--- Start of DOCUMENT TEXT ---

The Grammy Award for Best Traditional Pop Vocal Album is an award presented to recording artists at the Grammy Awards, a ceremony that was established in 1958 and originally called the Gramophone Awards. Honors in several categories are presented at the ceremony annually by the National Academy of Recording Arts and Sciences of the United States to "honor artistic achievement, technical proficiency and overall excellence in the recording industry, without regard to album sales or chart position".

The award has been presented every year since 1992, though it has had two name changes throughout its history. In 1992 the award was known as Best Traditional Pop Performance, from 1993 to 2000 the award was known as Best Traditional Pop Vocal Performance, and since 2001 it has been awarded as Best Traditional Pop Vocal Album. Apart from the first year it was presented, the award has been designated for "albums containing 51% or more playing time of vocal tracks", with "traditional" referring to the "composition, vocal styling, and the instrumental arrangement" of the body of music known as the Great American Songbook.

--- End of DOCUMENT TEXT ---

» THE PROBLEM: According to the text about the Grammy Award for Best Traditional Pop Vocal Album, what was the award called from 1993 to 2000?

--- Start of ROWS ---

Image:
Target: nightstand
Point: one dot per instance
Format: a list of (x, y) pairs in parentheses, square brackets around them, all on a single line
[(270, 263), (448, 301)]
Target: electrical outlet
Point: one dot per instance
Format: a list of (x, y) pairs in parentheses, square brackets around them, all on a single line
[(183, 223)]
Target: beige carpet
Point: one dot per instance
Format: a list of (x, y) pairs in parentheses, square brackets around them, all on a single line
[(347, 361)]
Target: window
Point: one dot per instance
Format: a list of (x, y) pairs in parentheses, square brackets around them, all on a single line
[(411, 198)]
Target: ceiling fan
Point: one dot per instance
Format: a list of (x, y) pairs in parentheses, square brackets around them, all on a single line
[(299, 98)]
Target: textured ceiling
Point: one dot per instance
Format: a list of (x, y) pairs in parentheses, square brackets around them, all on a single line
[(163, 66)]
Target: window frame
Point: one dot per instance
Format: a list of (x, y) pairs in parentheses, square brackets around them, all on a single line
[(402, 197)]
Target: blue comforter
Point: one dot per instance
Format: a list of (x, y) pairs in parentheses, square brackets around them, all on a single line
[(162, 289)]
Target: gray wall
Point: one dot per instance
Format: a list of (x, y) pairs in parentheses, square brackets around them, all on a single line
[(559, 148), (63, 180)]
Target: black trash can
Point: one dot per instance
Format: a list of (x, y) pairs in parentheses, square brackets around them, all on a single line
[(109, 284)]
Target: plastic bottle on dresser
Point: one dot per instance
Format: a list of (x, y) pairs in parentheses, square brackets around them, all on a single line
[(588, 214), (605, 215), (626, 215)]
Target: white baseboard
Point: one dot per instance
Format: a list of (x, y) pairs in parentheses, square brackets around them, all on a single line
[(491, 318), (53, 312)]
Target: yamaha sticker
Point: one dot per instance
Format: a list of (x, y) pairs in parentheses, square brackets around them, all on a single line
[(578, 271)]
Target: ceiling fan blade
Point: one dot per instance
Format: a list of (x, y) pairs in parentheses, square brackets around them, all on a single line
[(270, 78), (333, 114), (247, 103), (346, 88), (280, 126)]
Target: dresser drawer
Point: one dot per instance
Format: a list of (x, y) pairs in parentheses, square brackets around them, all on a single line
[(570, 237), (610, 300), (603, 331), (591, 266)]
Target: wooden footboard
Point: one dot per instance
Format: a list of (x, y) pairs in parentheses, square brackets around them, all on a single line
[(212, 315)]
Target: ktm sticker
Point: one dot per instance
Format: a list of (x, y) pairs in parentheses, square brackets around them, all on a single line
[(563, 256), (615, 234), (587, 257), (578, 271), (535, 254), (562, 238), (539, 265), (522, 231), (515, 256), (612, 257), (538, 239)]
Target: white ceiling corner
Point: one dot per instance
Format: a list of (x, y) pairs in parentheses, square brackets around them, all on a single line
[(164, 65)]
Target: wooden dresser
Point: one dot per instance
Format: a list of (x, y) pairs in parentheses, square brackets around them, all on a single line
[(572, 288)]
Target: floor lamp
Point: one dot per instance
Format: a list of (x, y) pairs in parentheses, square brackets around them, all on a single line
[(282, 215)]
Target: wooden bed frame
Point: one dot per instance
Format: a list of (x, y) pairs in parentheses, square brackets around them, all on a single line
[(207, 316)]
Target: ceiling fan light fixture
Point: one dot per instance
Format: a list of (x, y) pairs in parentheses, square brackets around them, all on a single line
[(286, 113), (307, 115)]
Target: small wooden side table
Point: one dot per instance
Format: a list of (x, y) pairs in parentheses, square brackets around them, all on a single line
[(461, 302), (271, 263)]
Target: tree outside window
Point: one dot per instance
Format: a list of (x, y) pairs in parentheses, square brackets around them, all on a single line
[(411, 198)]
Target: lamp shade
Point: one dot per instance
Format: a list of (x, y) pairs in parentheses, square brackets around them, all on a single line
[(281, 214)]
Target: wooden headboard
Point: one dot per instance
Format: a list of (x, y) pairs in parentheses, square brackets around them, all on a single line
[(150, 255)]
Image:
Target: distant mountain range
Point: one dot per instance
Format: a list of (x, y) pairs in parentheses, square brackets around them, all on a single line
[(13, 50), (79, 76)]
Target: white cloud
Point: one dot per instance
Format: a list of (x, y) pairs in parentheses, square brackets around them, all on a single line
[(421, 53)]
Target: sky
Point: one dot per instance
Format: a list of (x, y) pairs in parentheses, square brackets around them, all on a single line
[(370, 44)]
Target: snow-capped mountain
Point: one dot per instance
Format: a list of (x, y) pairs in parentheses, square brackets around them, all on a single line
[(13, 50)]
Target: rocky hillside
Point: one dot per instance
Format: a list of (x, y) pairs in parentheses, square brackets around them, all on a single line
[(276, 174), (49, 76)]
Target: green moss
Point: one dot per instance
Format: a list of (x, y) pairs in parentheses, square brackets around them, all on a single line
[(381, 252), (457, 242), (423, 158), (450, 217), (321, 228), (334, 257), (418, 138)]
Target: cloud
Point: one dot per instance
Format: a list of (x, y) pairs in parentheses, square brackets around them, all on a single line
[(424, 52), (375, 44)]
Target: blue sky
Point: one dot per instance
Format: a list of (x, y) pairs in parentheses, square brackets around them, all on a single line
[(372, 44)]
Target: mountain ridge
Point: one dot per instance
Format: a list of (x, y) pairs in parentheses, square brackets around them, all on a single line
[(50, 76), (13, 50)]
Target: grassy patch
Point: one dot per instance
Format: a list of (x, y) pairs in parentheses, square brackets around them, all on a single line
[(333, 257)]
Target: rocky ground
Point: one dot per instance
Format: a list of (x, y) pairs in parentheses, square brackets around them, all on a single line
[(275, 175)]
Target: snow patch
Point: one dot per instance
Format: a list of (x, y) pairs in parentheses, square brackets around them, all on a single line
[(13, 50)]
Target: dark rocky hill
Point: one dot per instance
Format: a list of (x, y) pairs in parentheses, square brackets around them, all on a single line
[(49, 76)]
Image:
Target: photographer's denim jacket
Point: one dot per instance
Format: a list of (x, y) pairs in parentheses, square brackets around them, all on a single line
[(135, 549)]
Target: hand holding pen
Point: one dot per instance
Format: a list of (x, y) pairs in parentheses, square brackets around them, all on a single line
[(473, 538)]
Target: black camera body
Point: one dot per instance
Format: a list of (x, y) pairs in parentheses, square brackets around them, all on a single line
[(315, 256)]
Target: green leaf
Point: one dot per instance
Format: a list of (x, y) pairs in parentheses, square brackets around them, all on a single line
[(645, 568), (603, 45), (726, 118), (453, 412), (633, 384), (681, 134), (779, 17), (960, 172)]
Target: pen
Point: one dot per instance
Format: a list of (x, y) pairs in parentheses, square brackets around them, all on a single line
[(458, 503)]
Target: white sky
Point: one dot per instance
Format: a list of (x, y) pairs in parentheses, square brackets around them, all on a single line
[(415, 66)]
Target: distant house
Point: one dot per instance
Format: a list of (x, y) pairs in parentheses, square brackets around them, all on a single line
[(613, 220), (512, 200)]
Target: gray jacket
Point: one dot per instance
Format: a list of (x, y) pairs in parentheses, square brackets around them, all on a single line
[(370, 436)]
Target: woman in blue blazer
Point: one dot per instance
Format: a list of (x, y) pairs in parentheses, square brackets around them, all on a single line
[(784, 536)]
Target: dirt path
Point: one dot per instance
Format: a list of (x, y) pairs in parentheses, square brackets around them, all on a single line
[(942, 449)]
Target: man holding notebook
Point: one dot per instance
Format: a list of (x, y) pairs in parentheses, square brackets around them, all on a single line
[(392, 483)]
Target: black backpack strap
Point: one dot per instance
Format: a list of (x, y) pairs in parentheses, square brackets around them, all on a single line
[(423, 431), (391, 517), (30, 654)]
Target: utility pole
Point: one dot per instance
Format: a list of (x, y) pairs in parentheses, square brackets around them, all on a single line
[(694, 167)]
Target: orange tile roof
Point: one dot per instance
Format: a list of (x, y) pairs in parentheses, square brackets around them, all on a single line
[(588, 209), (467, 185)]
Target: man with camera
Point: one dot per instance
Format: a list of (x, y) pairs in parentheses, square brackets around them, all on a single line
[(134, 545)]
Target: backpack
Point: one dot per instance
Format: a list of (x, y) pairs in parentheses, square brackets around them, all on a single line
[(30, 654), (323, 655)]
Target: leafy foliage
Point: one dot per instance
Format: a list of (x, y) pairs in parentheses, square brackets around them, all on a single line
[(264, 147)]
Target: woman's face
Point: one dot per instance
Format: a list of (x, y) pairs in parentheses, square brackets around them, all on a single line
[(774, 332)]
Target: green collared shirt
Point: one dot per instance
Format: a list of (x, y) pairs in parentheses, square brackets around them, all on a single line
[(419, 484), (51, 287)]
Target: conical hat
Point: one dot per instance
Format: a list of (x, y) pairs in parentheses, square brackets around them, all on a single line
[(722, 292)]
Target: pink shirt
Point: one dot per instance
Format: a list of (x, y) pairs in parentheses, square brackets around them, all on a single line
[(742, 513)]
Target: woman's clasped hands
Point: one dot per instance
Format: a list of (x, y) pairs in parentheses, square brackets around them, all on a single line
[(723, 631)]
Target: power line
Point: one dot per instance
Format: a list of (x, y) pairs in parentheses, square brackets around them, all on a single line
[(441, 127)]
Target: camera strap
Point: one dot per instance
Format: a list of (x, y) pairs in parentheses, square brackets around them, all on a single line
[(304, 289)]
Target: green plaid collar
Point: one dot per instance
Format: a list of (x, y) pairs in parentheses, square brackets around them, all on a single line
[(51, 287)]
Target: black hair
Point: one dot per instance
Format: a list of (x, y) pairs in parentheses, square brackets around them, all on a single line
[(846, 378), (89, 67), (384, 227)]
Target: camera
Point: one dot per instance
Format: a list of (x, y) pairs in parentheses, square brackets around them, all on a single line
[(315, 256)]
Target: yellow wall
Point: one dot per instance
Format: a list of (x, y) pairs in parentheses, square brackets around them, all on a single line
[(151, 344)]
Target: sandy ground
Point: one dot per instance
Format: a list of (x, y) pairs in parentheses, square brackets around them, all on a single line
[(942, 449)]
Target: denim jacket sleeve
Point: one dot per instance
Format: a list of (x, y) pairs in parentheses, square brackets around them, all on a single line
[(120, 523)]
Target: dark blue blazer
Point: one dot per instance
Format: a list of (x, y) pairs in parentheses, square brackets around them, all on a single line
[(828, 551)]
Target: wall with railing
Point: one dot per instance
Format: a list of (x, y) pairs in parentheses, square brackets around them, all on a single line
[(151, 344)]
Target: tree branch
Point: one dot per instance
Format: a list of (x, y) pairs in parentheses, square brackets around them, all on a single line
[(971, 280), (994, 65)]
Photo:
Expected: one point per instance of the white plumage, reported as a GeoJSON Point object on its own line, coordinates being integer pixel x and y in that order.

--- End of ROWS ---

» FINAL RESULT: Best Traditional Pop Vocal Performance.